▶ **TASK TO CARRY OUT**:
Arrange the data below, from the line with "Practice step: find the sky" to the line with "Practice step: find the tree branch" (both included), as a JSON list of strings with one string per line. Leave out any blank lines.

[Data entries]
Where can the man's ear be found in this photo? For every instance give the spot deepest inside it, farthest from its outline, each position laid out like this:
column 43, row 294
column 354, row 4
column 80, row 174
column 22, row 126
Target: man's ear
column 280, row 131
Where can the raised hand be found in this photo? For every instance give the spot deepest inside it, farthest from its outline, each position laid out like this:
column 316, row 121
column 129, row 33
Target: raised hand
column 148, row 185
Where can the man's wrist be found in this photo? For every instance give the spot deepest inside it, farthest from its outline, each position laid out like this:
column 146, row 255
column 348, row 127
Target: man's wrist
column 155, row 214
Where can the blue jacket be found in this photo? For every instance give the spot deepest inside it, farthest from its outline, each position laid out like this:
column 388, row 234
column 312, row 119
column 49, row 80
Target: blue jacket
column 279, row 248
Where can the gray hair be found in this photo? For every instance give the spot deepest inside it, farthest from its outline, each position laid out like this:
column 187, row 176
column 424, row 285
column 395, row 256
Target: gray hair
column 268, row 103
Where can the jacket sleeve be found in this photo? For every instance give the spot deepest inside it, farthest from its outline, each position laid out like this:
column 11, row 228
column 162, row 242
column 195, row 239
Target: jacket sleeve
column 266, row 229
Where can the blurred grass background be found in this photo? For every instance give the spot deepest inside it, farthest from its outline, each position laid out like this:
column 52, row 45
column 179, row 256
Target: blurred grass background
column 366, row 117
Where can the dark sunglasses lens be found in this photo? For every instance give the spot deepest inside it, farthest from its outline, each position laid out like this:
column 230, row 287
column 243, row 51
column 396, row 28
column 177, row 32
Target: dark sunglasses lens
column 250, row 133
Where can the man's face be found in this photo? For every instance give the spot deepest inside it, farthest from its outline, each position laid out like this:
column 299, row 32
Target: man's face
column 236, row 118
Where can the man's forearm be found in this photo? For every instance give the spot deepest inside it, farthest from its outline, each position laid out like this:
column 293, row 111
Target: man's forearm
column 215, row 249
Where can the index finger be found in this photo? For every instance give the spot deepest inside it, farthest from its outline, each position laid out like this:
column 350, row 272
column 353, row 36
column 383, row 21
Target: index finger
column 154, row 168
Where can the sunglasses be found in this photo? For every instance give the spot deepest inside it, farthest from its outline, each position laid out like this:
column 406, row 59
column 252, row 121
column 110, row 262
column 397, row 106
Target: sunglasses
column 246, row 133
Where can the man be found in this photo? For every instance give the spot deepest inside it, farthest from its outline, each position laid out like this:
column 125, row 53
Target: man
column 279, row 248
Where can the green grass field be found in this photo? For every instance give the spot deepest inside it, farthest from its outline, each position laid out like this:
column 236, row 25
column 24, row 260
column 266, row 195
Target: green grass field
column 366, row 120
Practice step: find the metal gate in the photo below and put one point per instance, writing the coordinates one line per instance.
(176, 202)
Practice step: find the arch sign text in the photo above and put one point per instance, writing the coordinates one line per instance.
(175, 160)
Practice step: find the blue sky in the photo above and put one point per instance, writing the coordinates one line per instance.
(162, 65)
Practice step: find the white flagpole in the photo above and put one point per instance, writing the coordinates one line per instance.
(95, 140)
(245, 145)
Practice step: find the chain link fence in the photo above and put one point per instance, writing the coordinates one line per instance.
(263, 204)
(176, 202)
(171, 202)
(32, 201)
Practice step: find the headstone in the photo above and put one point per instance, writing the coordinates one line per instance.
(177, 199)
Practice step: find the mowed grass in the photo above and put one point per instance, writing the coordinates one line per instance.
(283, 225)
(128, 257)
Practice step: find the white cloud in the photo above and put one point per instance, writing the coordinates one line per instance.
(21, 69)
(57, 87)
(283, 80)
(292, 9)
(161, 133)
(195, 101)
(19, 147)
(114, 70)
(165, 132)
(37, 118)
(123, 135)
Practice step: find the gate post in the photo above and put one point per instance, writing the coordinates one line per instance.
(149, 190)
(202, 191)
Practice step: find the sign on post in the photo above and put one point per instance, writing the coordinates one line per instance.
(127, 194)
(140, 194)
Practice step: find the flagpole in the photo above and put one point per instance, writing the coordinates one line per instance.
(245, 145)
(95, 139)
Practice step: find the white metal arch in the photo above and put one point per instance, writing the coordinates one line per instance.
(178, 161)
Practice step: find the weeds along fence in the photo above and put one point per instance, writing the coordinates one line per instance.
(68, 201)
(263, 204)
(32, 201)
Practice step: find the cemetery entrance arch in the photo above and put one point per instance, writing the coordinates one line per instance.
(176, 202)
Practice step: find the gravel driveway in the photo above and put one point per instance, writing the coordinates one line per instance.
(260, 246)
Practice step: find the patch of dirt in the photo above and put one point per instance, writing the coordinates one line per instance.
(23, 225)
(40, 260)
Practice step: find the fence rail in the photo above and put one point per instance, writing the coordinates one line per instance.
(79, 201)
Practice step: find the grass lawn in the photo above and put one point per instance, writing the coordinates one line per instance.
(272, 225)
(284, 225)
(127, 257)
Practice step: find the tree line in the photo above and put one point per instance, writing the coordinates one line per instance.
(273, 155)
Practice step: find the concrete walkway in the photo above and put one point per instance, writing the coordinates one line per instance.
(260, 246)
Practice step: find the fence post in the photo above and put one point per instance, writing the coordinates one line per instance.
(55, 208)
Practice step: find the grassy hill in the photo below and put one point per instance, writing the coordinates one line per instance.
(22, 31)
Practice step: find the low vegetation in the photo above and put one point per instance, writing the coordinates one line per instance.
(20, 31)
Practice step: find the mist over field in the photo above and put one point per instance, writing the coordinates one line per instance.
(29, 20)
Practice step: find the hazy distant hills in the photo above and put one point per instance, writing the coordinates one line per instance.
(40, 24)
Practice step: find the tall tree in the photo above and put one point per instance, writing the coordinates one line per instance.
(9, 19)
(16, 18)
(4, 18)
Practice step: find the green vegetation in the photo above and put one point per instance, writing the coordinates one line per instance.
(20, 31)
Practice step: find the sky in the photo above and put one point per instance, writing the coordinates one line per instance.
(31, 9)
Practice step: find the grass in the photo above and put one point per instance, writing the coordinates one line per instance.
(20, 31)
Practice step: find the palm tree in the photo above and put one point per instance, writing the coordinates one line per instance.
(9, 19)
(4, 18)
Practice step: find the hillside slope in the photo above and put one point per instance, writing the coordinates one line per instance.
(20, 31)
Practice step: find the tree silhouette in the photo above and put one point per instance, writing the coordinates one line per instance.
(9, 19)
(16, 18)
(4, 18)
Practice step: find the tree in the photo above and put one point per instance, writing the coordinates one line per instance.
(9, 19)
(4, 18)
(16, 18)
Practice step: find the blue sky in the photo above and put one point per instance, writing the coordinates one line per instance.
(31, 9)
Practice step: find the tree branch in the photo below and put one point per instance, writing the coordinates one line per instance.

---

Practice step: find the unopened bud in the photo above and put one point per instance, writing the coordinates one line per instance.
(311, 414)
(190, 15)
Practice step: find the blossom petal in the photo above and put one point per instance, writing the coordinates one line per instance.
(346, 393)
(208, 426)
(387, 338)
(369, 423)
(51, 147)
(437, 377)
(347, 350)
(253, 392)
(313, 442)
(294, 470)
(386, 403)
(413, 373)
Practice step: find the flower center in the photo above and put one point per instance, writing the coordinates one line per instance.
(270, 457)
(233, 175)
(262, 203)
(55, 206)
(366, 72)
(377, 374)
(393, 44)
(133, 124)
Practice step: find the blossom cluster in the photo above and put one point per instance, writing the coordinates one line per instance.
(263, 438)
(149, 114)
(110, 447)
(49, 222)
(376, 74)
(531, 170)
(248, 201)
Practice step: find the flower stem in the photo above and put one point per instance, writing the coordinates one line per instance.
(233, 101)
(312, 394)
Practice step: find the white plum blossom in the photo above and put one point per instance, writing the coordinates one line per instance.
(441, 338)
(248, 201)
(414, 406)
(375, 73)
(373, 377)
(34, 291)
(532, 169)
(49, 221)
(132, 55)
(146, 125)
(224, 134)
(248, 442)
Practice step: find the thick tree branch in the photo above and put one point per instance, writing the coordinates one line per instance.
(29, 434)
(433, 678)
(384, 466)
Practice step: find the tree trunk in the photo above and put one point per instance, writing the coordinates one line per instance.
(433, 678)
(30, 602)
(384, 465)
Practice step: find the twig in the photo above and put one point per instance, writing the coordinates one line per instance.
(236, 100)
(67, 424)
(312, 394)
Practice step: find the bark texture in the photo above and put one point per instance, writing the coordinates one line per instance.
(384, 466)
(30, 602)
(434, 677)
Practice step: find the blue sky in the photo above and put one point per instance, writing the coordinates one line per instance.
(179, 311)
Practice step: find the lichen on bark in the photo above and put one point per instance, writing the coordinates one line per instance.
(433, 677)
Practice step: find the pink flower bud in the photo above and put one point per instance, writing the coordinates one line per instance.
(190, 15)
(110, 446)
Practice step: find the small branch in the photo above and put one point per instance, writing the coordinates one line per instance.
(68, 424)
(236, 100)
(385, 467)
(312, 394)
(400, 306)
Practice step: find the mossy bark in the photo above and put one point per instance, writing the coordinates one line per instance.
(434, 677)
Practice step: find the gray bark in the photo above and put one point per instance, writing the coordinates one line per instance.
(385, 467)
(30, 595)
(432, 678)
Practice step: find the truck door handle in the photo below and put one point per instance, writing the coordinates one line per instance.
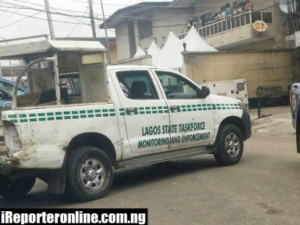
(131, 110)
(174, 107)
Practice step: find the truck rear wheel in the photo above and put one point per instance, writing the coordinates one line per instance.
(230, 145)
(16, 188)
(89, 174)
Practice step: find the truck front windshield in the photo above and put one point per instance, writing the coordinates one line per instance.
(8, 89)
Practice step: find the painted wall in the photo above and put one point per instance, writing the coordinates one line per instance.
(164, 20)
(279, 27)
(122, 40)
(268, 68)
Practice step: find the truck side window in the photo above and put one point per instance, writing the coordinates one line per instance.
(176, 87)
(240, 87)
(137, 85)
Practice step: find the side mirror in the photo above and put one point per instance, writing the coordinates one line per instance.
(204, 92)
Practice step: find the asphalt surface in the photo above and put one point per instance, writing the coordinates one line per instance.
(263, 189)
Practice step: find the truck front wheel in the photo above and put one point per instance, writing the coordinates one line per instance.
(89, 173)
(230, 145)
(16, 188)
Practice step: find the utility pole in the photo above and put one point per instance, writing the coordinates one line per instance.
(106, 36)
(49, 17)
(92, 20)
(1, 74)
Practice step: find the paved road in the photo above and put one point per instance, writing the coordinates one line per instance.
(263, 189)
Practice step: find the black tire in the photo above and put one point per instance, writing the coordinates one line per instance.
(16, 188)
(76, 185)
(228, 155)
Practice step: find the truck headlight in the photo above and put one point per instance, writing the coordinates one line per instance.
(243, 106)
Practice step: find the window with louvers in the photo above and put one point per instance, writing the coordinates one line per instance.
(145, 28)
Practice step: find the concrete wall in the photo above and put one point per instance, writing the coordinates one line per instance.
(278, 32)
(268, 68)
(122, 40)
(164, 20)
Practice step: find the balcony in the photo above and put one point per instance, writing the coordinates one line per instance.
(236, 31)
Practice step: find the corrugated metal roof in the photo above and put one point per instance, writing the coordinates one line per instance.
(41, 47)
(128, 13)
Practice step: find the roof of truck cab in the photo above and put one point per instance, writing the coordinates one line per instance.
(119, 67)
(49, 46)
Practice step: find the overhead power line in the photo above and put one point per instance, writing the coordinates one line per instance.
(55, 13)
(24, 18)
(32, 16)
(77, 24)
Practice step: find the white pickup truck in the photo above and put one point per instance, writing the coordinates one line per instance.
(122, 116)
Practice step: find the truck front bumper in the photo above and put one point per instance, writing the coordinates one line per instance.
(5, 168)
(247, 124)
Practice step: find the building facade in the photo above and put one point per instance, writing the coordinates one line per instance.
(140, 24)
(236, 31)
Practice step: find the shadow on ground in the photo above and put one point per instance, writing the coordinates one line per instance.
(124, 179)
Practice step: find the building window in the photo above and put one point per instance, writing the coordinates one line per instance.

▶ **RESPONSE TO THE EXERCISE**:
[
  "Practice step: find the sky in the photo above and put one point per instance, writing the coordinates one line per instance.",
  "(31, 9)",
  "Practice step: find the grass in the photo above and put one point per instance, writing the coordinates one line per instance.",
  "(20, 31)",
  "Practice step: find the palm tree in the photo above and put one point per instance, writing the coordinates one line per instance.",
  "(9, 19)",
  "(4, 18)",
  "Practice step: find the hillside slope in the photo above and put one point per instance, writing the coordinates one line per instance.",
  "(20, 31)",
  "Practice step: find the tree silhouette in the photo above and put one point per instance, writing the coordinates one line per instance.",
  "(9, 19)",
  "(16, 18)",
  "(4, 18)",
  "Practice step: find the tree in the photo above and put one point per instance, writing the coordinates one line per instance.",
  "(9, 19)",
  "(4, 18)",
  "(16, 18)",
  "Practice step: find the blue sky in the photo above and put one point per instance, writing the coordinates one line per instance.",
  "(31, 9)",
  "Practice step: find the tree branch in the photo below and put one point per instance, writing the coordinates one line per instance."
]